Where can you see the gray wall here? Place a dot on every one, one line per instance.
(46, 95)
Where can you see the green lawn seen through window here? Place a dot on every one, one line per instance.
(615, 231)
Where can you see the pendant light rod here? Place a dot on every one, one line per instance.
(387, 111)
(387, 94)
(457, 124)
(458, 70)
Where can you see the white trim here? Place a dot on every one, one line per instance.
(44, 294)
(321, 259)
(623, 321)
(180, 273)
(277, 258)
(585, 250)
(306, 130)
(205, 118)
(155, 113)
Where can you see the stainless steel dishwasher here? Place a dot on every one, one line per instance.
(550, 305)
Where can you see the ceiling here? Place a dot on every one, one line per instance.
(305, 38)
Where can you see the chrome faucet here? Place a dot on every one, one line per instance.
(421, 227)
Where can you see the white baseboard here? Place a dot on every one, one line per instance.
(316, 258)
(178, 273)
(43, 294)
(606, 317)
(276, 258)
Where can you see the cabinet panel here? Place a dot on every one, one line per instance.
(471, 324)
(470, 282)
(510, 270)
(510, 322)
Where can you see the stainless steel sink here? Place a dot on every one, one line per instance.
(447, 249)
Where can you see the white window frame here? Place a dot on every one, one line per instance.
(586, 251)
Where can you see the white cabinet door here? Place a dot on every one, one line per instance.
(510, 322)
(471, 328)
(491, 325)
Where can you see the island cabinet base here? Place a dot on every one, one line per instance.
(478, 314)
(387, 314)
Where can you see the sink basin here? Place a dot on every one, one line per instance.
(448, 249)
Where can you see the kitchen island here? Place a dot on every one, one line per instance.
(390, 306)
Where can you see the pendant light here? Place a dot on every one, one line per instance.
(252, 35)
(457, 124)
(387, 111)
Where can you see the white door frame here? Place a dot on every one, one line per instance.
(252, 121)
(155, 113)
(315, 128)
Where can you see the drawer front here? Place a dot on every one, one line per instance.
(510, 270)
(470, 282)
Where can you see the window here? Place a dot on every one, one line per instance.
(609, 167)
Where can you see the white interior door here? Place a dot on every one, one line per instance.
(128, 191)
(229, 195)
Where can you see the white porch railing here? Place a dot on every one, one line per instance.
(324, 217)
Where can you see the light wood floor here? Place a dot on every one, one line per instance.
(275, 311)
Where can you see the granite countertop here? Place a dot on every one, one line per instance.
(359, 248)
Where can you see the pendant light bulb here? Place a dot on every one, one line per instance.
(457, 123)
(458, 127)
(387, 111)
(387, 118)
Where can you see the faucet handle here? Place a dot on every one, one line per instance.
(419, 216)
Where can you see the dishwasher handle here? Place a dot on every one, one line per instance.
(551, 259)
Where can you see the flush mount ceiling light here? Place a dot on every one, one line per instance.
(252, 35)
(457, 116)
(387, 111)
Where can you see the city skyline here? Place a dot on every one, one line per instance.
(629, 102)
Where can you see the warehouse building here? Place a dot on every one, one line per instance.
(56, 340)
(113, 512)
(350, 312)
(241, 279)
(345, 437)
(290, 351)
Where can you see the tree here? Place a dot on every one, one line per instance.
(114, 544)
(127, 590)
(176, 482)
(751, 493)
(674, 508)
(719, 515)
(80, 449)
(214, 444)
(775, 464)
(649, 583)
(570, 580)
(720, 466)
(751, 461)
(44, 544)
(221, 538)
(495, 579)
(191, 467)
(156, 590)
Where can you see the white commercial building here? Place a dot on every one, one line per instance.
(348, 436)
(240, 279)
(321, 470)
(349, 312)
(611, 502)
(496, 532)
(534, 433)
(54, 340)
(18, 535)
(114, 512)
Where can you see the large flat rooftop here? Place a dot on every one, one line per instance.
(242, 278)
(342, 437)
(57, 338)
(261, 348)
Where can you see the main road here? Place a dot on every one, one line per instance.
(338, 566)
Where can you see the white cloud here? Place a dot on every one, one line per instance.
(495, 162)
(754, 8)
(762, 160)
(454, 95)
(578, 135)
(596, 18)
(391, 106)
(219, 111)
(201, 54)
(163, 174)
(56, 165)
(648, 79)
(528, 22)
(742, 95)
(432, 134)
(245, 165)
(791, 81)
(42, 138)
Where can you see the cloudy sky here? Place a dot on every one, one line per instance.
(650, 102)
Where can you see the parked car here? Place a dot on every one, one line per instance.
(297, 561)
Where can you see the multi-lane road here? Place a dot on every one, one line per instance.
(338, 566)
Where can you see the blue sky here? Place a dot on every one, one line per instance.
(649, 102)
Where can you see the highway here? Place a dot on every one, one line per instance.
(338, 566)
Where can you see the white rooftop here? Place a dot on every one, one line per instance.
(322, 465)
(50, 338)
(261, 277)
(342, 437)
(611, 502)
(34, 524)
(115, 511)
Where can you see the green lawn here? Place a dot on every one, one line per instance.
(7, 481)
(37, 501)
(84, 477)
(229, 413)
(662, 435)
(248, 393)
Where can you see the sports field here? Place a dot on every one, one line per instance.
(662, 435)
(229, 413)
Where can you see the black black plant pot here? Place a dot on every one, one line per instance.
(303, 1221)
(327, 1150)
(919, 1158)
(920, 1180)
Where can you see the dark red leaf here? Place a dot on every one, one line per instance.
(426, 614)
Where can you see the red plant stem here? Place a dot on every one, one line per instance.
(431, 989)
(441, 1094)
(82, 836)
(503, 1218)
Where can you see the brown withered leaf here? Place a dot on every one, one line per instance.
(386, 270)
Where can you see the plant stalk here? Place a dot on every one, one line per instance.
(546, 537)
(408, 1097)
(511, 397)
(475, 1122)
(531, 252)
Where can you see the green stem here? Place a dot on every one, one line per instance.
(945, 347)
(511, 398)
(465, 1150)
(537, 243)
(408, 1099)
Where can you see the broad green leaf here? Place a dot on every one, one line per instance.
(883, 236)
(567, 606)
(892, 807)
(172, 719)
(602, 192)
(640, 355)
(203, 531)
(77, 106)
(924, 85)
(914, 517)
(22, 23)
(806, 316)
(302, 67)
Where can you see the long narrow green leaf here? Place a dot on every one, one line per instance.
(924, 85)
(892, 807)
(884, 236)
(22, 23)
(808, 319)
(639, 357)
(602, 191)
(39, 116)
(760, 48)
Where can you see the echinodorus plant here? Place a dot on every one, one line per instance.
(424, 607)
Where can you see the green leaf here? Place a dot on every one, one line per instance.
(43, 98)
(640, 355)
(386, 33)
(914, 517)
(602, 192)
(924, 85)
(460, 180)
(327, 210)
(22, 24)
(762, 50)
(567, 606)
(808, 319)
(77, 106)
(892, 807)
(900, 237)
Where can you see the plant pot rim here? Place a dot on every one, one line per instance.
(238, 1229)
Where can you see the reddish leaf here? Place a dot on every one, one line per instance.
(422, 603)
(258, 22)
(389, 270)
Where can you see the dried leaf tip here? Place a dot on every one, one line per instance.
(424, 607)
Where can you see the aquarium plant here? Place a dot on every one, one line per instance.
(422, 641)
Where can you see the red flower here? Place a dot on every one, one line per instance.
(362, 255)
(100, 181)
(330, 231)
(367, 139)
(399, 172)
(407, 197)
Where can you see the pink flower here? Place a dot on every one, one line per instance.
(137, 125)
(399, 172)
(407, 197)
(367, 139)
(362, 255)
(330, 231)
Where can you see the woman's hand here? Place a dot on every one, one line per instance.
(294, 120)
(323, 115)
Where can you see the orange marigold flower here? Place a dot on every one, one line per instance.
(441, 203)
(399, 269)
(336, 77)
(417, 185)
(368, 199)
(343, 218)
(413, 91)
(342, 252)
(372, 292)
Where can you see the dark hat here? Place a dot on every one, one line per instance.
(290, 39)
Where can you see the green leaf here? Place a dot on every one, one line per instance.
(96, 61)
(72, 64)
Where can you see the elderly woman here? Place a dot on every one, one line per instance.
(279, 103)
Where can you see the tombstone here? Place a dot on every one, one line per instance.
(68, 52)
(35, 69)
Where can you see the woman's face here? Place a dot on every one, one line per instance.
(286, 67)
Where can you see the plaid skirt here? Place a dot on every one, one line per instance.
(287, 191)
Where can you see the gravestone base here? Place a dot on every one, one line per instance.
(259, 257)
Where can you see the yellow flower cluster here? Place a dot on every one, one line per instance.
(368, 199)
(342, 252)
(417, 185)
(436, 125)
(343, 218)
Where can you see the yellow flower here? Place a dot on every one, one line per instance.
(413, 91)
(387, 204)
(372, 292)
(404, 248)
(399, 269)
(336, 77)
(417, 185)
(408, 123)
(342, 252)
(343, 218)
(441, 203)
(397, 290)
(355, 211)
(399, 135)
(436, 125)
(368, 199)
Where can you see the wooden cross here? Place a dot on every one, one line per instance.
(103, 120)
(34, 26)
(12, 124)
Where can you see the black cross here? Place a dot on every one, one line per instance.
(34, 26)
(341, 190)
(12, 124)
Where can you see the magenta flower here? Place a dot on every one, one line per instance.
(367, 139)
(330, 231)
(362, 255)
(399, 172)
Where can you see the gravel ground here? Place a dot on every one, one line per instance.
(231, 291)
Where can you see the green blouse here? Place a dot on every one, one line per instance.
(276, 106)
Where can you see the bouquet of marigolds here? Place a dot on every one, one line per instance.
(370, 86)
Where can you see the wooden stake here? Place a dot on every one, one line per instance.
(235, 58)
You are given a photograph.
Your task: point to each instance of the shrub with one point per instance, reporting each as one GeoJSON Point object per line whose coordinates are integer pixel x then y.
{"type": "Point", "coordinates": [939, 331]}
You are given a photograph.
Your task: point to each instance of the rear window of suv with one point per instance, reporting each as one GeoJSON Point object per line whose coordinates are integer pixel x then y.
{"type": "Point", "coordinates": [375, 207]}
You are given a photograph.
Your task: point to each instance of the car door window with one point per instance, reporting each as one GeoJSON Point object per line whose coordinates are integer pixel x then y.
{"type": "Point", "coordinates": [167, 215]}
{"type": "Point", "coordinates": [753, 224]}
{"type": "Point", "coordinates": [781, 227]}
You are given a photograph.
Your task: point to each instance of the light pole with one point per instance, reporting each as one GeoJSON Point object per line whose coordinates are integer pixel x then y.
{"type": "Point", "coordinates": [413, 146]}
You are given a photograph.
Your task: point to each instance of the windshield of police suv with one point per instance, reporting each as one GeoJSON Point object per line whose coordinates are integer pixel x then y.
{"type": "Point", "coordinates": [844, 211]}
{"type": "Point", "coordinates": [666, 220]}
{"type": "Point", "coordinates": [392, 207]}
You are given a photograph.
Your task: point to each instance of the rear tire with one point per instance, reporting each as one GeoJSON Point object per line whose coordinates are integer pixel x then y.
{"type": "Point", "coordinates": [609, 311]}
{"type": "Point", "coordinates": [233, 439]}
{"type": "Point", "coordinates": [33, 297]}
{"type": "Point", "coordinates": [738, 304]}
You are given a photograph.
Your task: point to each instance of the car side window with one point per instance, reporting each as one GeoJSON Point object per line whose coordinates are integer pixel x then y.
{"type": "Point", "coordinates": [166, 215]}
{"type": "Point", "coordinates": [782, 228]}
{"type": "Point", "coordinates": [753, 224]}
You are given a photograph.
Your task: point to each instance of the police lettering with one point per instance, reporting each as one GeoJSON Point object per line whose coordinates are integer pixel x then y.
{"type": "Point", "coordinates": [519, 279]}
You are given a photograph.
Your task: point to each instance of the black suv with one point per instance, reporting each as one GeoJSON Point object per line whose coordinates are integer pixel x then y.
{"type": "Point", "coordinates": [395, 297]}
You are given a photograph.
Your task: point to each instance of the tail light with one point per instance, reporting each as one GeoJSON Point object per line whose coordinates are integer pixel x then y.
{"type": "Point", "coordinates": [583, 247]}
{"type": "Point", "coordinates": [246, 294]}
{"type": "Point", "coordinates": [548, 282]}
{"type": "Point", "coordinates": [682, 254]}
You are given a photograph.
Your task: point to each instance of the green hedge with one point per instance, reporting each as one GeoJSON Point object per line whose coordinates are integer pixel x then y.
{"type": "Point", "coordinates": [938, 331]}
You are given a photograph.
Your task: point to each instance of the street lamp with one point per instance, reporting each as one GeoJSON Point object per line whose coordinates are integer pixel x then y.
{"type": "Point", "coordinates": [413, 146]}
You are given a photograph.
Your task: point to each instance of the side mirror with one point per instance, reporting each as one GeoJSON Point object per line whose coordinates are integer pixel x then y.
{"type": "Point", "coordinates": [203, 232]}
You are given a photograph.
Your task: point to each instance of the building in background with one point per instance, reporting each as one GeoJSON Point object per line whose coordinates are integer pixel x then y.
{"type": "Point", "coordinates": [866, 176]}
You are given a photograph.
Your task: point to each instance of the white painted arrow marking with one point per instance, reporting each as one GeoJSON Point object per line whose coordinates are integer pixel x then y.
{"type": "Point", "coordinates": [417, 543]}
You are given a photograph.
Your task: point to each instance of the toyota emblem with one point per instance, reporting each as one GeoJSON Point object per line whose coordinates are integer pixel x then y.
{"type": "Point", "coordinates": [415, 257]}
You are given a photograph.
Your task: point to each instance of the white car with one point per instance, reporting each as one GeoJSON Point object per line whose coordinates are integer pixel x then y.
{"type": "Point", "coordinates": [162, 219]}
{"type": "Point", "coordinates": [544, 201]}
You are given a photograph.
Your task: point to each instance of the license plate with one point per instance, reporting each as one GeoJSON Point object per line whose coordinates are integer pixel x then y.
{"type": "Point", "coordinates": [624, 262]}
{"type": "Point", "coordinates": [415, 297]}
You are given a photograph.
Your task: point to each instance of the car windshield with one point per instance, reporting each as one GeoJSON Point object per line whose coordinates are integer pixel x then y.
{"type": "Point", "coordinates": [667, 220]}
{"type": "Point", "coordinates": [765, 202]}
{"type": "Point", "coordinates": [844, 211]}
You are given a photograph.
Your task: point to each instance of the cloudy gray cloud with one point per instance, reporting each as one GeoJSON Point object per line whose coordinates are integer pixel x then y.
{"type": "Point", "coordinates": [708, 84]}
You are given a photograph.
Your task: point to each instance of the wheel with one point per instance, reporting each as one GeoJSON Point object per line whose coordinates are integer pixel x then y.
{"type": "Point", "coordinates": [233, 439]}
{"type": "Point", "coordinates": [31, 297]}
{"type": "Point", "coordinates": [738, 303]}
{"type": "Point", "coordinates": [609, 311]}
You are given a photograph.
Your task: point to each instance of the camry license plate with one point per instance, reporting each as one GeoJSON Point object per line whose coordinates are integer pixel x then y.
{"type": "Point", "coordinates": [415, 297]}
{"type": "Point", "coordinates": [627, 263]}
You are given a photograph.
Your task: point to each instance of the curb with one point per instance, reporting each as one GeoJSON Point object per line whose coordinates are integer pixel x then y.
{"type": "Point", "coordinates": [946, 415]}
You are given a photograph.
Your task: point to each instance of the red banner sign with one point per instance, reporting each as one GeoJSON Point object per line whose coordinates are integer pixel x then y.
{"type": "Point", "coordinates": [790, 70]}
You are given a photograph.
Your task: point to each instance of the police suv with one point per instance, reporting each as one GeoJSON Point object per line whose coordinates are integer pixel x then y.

════════

# [Directions]
Nothing should be returned except the lines from the one holding "Your task: point to each instance of the red" through the final line of the listing, exactly as they appear.

# [Solution below]
Your task: point to each instance of the red banner sign with one point per instance, reporting each as one GeoJSON Point object per line whose coordinates are integer pixel x then y.
{"type": "Point", "coordinates": [790, 70]}
You are given a photograph.
Your task: point to each instance of the police suv with one point per instance, reporting each as one GeoJSON Point object per line whose coordinates are integer pixel x then y.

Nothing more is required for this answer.